**Data**
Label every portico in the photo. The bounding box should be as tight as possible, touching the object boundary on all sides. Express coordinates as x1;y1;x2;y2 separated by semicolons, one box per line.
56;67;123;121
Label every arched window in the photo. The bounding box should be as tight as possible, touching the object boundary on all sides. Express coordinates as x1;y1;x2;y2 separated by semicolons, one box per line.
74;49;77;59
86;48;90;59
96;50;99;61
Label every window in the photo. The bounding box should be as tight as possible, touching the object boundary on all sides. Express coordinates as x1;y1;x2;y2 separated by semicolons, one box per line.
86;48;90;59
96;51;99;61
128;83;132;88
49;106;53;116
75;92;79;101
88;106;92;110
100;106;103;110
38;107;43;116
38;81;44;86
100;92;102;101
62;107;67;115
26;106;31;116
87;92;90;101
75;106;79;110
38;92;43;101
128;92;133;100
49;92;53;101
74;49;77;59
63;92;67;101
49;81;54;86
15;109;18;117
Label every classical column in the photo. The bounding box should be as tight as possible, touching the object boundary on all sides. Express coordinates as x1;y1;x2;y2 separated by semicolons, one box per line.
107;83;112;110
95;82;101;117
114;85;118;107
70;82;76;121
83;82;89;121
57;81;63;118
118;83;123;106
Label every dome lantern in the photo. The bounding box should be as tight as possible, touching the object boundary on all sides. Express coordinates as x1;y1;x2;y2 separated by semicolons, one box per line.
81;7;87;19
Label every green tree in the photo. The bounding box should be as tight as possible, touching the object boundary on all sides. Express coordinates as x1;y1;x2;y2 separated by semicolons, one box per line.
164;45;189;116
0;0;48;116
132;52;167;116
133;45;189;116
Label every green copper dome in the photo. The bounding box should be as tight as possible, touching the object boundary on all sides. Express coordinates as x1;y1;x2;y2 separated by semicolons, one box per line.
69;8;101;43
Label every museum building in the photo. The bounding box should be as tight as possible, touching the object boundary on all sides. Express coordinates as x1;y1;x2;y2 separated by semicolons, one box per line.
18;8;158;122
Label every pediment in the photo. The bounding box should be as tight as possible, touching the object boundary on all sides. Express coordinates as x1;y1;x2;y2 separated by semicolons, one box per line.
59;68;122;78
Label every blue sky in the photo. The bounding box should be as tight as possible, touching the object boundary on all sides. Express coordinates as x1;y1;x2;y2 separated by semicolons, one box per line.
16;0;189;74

**Task**
The whole listing above needs to be written out exactly.

**Written answer**
Label every portico in the photo. The bounding box should be as tight as possible, touching the object boundary on all sides. Express coordinates as x1;y1;x2;y2 separated by semicolons, one box per line.
56;67;123;121
Label every arched window in the photo. The bounding box should be as tight as possible, touching the object boundary on all sides. Express coordinates as x1;y1;x2;y2 separated by semicolons, one box per line.
74;49;77;59
86;48;90;59
96;50;99;61
Label every window in the photo. The bounding box should be as tight as possible, touching the object boundary on all sides. Express coordinates as x1;y1;x2;y2 separated by semicolons, one box per line.
86;48;90;59
96;51;99;61
128;83;132;88
49;106;53;116
75;92;79;101
88;106;92;110
100;106;103;110
38;107;43;116
38;81;44;86
100;92;102;101
62;107;67;115
26;106;31;116
87;92;90;101
75;106;79;110
38;92;43;101
128;92;133;100
49;92;53;101
74;49;77;59
63;92;67;101
49;81;54;86
15;109;18;117
Label every classical column in the photo. The bounding box should be as tight as possible, touching the object boundary on all sides. Express coordinates as x1;y1;x2;y2 separated by semicolons, one box per line.
107;83;112;110
95;82;101;117
114;85;118;107
70;82;76;121
83;82;89;121
57;81;63;118
118;83;123;106
Label every dome lantern in the photo. The bounding box should be as tight as possible, touching the object boundary on all sides. Express coordinates as x1;y1;x2;y2 separated by semicolons, one box per line.
81;7;87;19
Label every green tree in the photo. The bounding box should be as tight as possible, touching the object boundary on all sides. Express coordinates as x1;y1;x2;y2 separated by semicolons, one box per line.
164;45;189;116
0;0;48;116
132;52;167;116
133;45;189;116
Label every green copper dome in the photo. The bounding box should be as tight as possible, touching the object boundary on all sides. Express coordinates as x1;y1;x2;y2 separated by semicolons, one box per line.
69;8;101;43
Label every museum building in the photo. The bounding box should be as tight as possible, touching the object boundary on all sides. Express coordinates as x1;y1;x2;y2 separated by semicolons, one box per line.
18;8;158;122
Label every pediment in the photo. The bounding box should be as tight as possible, touching the object boundary on all sides. Express coordinates as x1;y1;x2;y2 separated by semicolons, one box per line.
59;68;122;78
Label every blue sky in the photo. The bounding box should be as tight as possible, touching the object boundary on all sides. Express coordinates as x1;y1;x2;y2 separated by semicolons, one box per line.
16;0;189;74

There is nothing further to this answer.